Job a =>
Translate this sentence from the article on Mozambique at the 2016 Summer Paralympics into Spanish: "Governo was chosen as the flag bearer during the parade of nations for the opening ceremony."

Selected text =>
- IPC code: MOZ
- NPC: Paralympic Committee Mozambique

in Rio de Janeiro
- Competitors: 1 in 1 sports
- Flag bearer: Edmilsa Governo
- Medals Ranked 76th: Gold 0 Silver 0 Bronze 1 Total 1

Summer Paralympics appearances (overview)
- 2012; 2016; 2020; 2024;

= Mozambique at the 2016 Summer Paralympics =

Mozambique sent a delegation to compete at the 2016 Summer Paralympics in Rio de Janeiro, Brazil, from 7 to 18 September 2016. This was the country's second time competing at a Summer Paralympic Games after making its debut at the 2012 Summer Paralympics. Mozambique was represented by one athlete, Edmilisa Governo, a short-distance sprinter. She competed in two events, the women's 100 metres T12 competition and the women's 400 metres T12. Governo reached the semi-finals of the women's 100 metres T12 and took Mozambique's first Paralympic Games medal in the women's 400 metres T12 by placing third in the final of the competition.

==Background==
Mozambique made its second Paralympic Games appearance in Rio de Janeiro, with their Paralympic debut occurring four years prior at the 2012 Summer Paralympics in London. In contrast, Mozambique has been competing at the Olympic Games since the 1980 Summer Olympics. The 2016 Summer Paralympics were held from 7–18 September 2016 with a total of 4,328 athletes representing 159 National Paralympic Committees taking part. Mozambique sent one athlete to the Rio Paralympics, in athletics, Edmilsa Governo, a short-distance sprinter. She travelled with her coach Narciso Faquir to Rio de Janeiro on 1 September. Governo was chosen as the flag bearer during the parade of nations for the opening ceremony.

==Disability classifications==

Every participant at the Paralympics has their disability grouped into one of five disability categories; amputation, the condition may be congenital or sustained through injury or illness; cerebral palsy; wheelchair athletes, there is often overlap between this and other categories; visual impairment, including blindness; Les autres, any physical disability that does not fall strictly under one of the other categories, for example dwarfism or multiple sclerosis. Each Paralympic sport then has its own classifications, dependent upon the specific physical demands of competition. Events are given a code, made of numbers and letters, describing the type of event and classification of the athletes competing. Some sports, such as athletics, divide athletes by both the category and severity of their disabilities, other sports, for example swimming, group competitors from different categories together, the only separation being based on the severity of the disability.

==Medallists==
Mozambique finished tied for twelfth among African countries for total gold medals and seventy-sixth overall, winning one bronze. Cape Verde also won a single bronze medal.

| Medal | Name | Sport | Event | Date |
|---|---|---|---|---|
| Bronze | Edmilsa Governo (Guide – Filipe Chaimite) | Athletics | Women's 400 m T12 | 17 September |

==Athletics==

Edmlisa Governo was 18 years old at the time of the Rio Summer Paralympics and she was making her Paralympic debut. Her disability is congenital; she was born with a visual impairment that has rendered her unable to see farther than 50 m. Governo is classified by the International Paralympic Committee as T12. She earned automatic qualification to the Games through her performance at the Tunisian International Meeting in March 2016, where she won two gold medals. This made Governo the first athlete from Mozambique to qualify for the Paralympics through standard qualifying procedures. She received sponsorship to make the Games, and immediately began training after her qualification was guaranteed. She told Radio France Internationale in June 2016 about her participation in Rio de Janeiro, "I'm going to win. I'll stop there, call my name and dictate the mark (Laughter). I can already imagine myself on track 2 or on track 7, what will it be like if I am on track 7, if I am on track 4, on track 3. I begin to imagine when I reach the finish line. I can already imagine it on the podium. I even dream of the Games."

Data for this task =>
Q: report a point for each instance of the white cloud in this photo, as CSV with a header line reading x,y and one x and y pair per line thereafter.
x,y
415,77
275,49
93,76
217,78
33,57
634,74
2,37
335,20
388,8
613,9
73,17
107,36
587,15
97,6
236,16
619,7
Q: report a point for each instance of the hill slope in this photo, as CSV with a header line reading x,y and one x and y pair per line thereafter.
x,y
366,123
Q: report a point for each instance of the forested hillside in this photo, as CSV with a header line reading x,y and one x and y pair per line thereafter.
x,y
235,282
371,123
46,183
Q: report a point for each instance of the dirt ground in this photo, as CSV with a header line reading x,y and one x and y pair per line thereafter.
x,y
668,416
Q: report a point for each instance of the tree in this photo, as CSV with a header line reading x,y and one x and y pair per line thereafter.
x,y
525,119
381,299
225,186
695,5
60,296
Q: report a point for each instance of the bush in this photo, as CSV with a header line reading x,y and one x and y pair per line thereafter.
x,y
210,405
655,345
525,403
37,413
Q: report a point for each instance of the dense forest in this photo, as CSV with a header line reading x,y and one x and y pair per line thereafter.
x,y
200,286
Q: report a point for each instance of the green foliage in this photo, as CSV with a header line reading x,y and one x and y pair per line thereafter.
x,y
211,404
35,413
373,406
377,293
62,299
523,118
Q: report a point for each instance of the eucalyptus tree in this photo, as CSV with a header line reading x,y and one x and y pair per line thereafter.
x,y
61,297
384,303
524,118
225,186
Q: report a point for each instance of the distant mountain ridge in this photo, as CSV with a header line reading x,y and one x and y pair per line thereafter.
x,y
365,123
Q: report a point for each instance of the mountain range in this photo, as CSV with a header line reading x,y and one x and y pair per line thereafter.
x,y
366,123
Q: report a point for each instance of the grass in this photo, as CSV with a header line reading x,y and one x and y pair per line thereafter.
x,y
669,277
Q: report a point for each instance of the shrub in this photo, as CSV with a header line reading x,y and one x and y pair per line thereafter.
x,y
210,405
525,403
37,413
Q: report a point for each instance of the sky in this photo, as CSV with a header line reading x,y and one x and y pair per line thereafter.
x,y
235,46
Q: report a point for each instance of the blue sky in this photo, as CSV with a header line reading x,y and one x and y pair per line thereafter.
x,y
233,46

Job b =>
Begin at the line in the rows that has "Q: report a point for each instance of the blue" and continue through the last line of the rows. Give those lines as a Markdown table with two columns, n for a running count and Line for the line itself, and skip any blank lines.

Finished answer a =>
Governo fue elegida abanderada durante el desfile de las naciones de la ceremonia de apertura.

Finished answer b =>
| n | Line |
|---|---|
| 1 | Q: report a point for each instance of the blue sky in this photo, as CSV with a header line reading x,y and one x and y pair per line thereafter. |
| 2 | x,y |
| 3 | 233,46 |